Enhancing the maturity of the organization, Kelly explains, requires getting everyone to embrace the reality of their circumstances. “If ups and downs are not in your control, you have to focus on what you can control,” she says.
Kelly tries to share information--lots of it. “In the middle of so much complexity and so many trade-offs,” she says, “it’s important that the broader population of the company see the stress and appreciate the challenges that their leadership faces. It’s dangerous not to share these tensions and polarities."
Recently, in the face of a significant dispute around a medical patent, an arcane but adverse legal ruling came out which leadership might have tried to sweep under the rug but instead, “We threw it out to the whole organization,” Kelly says. “Transparency builds trust. Some companies try to keep protected. You end up filtering so much, your people are really disconnected. And the younger generation, especially, is exposed to so much information, they are expecting it not to be filtered. Communities of folks are talking about you. If you try to control it, it will come back to haunt you.”

-- Dataset entries --

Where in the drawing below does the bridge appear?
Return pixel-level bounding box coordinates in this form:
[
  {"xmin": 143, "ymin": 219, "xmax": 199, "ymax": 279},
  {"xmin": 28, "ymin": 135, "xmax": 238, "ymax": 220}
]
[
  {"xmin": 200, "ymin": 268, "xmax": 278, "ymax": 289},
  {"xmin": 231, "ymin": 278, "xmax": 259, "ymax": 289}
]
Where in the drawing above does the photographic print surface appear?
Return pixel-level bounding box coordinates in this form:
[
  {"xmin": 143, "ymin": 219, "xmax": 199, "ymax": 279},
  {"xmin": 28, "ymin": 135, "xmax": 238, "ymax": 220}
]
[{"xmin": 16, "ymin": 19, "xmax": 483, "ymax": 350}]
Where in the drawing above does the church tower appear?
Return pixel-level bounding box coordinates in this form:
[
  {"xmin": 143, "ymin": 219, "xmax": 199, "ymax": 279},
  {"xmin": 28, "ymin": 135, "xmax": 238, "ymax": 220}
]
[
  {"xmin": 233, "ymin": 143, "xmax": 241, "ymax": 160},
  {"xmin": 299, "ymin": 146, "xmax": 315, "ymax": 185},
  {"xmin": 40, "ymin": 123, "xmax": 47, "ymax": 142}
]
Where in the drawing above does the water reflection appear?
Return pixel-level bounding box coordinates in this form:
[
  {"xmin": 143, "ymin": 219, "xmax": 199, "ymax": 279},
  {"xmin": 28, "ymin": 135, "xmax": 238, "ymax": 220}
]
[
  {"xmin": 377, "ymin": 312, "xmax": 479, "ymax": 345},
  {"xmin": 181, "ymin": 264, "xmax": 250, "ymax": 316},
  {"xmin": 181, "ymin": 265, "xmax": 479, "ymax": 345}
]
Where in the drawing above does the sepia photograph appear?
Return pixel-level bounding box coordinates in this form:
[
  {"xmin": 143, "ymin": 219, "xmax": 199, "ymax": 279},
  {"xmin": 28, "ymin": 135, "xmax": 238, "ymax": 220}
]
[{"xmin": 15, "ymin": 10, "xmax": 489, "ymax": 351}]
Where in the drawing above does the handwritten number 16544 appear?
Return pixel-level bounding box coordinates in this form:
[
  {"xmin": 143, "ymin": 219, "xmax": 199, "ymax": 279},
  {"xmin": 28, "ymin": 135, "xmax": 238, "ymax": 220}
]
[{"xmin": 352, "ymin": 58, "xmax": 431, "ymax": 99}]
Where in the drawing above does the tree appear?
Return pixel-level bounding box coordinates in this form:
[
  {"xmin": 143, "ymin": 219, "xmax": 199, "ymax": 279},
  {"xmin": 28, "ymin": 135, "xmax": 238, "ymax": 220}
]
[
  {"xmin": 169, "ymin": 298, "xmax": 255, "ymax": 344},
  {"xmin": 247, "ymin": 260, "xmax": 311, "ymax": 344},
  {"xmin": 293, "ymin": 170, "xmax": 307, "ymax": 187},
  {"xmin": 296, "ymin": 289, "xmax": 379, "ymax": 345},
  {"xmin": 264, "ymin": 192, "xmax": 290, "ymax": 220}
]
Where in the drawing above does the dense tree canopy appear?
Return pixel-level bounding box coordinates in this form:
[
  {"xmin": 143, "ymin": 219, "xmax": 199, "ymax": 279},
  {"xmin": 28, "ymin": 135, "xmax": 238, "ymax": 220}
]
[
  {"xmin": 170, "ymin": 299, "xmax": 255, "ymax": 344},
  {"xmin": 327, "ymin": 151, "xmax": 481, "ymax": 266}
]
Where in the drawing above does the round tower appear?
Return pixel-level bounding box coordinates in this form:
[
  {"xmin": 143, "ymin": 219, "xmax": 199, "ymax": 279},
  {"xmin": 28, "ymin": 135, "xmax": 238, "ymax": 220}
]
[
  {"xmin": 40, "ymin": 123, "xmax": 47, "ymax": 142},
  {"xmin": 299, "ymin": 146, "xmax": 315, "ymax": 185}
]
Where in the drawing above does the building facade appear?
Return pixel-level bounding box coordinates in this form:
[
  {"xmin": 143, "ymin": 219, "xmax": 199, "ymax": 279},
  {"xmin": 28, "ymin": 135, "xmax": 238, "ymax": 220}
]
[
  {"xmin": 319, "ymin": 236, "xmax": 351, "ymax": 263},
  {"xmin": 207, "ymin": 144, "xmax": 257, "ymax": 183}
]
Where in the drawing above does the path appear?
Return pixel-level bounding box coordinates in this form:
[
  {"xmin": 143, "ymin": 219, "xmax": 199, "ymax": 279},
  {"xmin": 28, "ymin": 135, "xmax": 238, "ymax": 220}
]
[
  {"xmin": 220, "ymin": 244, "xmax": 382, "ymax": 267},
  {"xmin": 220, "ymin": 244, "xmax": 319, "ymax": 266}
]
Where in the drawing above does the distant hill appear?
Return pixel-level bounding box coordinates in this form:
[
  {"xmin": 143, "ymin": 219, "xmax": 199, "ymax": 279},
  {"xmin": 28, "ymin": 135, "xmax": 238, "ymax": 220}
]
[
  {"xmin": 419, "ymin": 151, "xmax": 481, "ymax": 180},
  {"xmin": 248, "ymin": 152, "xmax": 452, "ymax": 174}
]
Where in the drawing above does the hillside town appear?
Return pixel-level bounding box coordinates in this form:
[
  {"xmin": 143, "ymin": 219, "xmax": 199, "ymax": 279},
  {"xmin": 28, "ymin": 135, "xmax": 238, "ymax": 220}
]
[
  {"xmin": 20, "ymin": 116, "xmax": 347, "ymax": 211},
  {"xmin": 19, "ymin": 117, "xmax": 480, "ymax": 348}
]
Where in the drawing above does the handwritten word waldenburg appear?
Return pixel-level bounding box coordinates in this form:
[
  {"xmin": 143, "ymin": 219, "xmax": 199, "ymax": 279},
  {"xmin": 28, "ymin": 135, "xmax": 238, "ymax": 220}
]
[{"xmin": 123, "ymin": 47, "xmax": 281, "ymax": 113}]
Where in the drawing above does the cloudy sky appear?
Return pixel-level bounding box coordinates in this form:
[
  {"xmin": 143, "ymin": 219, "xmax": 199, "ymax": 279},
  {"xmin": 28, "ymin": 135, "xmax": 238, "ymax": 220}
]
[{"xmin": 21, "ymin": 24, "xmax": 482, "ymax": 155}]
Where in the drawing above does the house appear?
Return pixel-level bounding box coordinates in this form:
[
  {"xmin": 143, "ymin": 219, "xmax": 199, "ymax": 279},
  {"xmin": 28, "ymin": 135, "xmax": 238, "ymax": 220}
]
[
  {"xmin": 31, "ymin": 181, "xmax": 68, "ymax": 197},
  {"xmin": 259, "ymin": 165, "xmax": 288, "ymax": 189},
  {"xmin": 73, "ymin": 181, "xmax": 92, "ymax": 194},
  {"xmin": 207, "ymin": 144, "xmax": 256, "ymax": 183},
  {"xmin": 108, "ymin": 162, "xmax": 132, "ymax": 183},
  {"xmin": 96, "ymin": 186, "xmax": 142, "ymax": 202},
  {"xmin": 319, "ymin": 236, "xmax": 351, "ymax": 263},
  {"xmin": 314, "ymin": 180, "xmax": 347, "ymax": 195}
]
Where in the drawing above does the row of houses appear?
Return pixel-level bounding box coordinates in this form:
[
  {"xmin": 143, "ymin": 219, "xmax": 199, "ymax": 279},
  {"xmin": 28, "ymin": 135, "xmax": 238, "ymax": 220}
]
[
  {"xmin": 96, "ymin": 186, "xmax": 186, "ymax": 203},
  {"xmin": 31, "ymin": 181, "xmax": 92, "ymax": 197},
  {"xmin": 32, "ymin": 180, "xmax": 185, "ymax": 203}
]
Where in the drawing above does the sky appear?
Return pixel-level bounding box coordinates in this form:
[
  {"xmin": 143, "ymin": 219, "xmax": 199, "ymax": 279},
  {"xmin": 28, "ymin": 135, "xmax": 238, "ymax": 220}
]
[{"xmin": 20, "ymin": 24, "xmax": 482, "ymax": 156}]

-- Set of tasks --
a) Answer these questions from the text about Kelly and transparency, one answer per line:
(i) When ups and downs are not in your control, what does Kelly say you have to focus on?
(ii) What was the significant dispute about when the adverse legal ruling came out?
(iii) According to Kelly, what does transparency build?
b) Write what comes next in the text about Kelly and transparency, beginning after its final sentence.

-- Response list --
a)
(i) What you can control.
(ii) A medical patent.
(iii) Trust.

b)
Take Careers Off-Road

Gore sees a steady stream of highly competent, accomplished job candidates. But if these folks are looking for a clearly marked career path at Gore, Kelly says, they will be sorely disappointed. It’s not that associates, as they call employees at Gore, don’t stay with the company; turnover is actually quite low. It’s just that fixed career tracks don’t enhance that “maturity level” she's going for. Explains Kelly, “Some people want to see a roadmap. But we’re not going to do that. They have to take control of their own career.”
Gore did a study of its leadership team a while back, asking them what the most important, formative jobs they’d had were. The purpose, from Kelly’s point of view, was to see if she could replicate that training, so she could build more top leaders. What she found, consistently, was that people cited as their most important job the one that was entirely ambiguous, that they struggled with, that was undefined. “That’s where they grew the most,” she says. There was no clear way to replicate that.
“We’d worry about using one rating tool, like Six Sigma, across the whole organization,” Kelly continues. “We look at things as situational. If we have too much structure, that might take you backward--you might not get that facility that comes from 'Oh my god, I don’t know what I’m doing,’ and then figuring it out. You’ve got to get that facility for ambiguity.”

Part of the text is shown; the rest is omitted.